▶ _Selected excerpt_
Update on water cuts in Syria

06 January 2017

GENEVA, 6 January 2017 – Millions of people in Damascus and surrounding areas have been cut off from running water for two weeks. Fighting in and around Wadi Barada, on the outskirts of Damascus where the two primary water sources are located, has resulted in damages to the water network.
 
Water rationing was immediately introduced allowing some neighbourhoods to obtain water for up to two hours every 3 or 4 days.  Many residents in the city have resorted to alternative sources such as buying water from private vendors, where prices and water quality are unregulated.
 
There is a major concern of the risk of waterborne diseases among children. In many areas, families are paying up to US$12 to buy 1,000 litres from private companies.

Children bear the brunt of collecting water for their family. A UNICEF team who visited several Damascus schools yesterday said that most children they met walk at least half an hour to the nearest mosque or public water point to collect water. It takes children up to 2 hours waiting in line just to fetch water in freezing temperatures.

As part of its wider water, sanitation and hygiene response in Syria, UNICEF has  rehabilitated and equipped 120 wells in and around Damascus that cover up to  one-third of daily water needs in the city. Since 22 December, those wells have been the only source of water for the entire city of Damascus.
 
UNICEF has already provided generator sets and spare parts and is delivering 15,000 litres of fuel daily to increase water production and pumping to a maximum of 200,000 cubic metrics per day to reach up to 3.5 million people with drinking water.
 
This week, daily water trucking has resumed to 50 schools in Damascus, providing safe drinking water and sanitation facilities for up to 30,000 children. 
 
These are all temporary solutions and not sustainable. UNICEF is standing ready to support repair work of the damaged water source and network as soon as access is granted.
 
UNICEF reiterate its call to parties to the conflict to meet their obligation under international humanitarian law to protect civilian infrastructure, including water facilities.

▶ _Exercise requirements_
Reproduce the update on water cuts in Syria above in full, word for word.

▶ _Source material_
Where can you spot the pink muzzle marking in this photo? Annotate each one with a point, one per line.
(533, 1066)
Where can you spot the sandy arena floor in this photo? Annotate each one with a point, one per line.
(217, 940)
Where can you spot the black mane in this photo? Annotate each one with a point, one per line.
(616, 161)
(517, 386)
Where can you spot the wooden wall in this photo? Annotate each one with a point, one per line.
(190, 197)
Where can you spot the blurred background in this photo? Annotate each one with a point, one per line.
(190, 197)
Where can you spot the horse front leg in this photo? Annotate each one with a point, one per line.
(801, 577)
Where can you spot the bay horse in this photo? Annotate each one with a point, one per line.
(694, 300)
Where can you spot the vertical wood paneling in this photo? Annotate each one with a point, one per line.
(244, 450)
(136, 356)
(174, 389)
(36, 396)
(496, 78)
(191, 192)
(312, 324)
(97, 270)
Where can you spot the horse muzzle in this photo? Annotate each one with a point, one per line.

--

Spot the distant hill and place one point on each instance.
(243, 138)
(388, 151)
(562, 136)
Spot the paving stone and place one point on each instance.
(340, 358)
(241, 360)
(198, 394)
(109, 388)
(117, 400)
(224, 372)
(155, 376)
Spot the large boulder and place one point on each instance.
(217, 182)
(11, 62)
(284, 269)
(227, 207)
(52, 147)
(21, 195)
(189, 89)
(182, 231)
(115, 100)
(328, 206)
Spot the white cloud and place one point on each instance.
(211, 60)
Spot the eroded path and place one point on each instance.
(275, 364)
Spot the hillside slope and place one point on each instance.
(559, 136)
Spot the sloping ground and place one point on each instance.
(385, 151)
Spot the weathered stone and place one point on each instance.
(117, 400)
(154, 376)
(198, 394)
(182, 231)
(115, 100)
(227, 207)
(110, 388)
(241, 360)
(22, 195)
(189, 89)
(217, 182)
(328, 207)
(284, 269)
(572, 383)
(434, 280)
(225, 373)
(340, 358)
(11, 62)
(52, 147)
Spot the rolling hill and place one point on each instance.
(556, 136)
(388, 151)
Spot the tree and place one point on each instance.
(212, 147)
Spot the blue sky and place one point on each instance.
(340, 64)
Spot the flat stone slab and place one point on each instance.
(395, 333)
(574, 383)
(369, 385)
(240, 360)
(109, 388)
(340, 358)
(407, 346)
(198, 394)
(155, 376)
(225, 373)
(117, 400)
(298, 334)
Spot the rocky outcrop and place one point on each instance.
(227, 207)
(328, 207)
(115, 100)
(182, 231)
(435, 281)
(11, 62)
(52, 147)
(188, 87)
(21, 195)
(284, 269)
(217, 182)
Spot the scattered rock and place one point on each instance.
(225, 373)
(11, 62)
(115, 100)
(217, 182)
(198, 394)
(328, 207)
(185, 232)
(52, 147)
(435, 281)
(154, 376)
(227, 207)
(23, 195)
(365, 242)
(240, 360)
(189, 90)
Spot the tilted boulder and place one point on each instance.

▶ _Answer for the task_
Update on water cuts in Syria

06 January 2017

GENEVA, 6 January 2017 – Millions of people in Damascus and surrounding areas have been cut off from running water for two weeks. Fighting in and around Wadi Barada, on the outskirts of Damascus where the two primary water sources are located, has resulted in damages to the water network.
 
Water rationing was immediately introduced allowing some neighbourhoods to obtain water for up to two hours every 3 or 4 days.  Many residents in the city have resorted to alternative sources such as buying water from private vendors, where prices and water quality are unregulated.
 
There is a major concern of the risk of waterborne diseases among children. In many areas, families are paying up to US$12 to buy 1,000 litres from private companies.

Children bear the brunt of collecting water for their family. A UNICEF team who visited several Damascus schools yesterday said that most children they met walk at least half an hour to the nearest mosque or public water point to collect water. It takes children up to 2 hours waiting in line just to fetch water in freezing temperatures.

As part of its wider water, sanitation and hygiene response in Syria, UNICEF has  rehabilitated and equipped 120 wells in and around Damascus that cover up to  one-third of daily water needs in the city. Since 22 December, those wells have been the only source of water for the entire city of Damascus.
 
UNICEF has already provided generator sets and spare parts and is delivering 15,000 litres of fuel daily to increase water production and pumping to a maximum of 200,000 cubic metrics per day to reach up to 3.5 million people with drinking water.
 
This week, daily water trucking has resumed to 50 schools in Damascus, providing safe drinking water and sanitation facilities for up to 30,000 children. 
 
These are all temporary solutions and not sustainable. UNICEF is standing ready to support repair work of the damaged water source and network as soon as access is granted.
 
UNICEF reiterate its call to parties to the conflict to meet their obligation under international humanitarian law to protect civilian infrastructure, including water facilities.